Given task
Copy the rows from the line with "For practice, label the white goalkeeper" through the end of the rows, swapping "glove" for "mitt" and leaving everything else unchanged.
***** Provided data
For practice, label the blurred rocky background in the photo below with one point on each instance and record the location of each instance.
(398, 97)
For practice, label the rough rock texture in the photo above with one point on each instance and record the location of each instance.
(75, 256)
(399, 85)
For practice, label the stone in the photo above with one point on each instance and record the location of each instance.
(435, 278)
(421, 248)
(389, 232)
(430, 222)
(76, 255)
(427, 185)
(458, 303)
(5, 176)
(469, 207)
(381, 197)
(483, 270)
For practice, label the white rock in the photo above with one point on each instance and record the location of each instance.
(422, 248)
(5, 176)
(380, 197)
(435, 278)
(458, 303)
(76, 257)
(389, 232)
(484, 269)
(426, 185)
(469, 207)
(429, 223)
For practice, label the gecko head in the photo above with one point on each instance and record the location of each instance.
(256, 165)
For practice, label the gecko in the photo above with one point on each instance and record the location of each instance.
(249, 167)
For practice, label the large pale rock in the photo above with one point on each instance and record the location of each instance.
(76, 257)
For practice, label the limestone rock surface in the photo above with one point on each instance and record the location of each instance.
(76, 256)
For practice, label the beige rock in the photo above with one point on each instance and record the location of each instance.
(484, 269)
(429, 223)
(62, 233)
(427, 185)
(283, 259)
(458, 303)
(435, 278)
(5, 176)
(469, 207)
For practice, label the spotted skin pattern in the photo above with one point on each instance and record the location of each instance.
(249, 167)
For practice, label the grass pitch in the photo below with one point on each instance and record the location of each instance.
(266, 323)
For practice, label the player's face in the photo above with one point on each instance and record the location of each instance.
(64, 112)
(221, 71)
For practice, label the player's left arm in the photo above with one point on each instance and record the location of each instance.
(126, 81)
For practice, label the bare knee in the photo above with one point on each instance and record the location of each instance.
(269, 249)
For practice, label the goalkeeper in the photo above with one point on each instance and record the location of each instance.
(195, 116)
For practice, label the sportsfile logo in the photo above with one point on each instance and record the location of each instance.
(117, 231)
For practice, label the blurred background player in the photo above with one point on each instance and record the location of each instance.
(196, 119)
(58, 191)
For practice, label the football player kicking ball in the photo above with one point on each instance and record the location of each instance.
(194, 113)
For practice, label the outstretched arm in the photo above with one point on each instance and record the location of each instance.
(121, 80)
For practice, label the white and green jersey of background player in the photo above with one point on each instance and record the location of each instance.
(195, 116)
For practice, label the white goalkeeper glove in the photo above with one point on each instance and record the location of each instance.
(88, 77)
**********
Output for this task
For practice, label the white goalkeeper mitt in the photo above with one point on each instance and record the location of each instance.
(88, 77)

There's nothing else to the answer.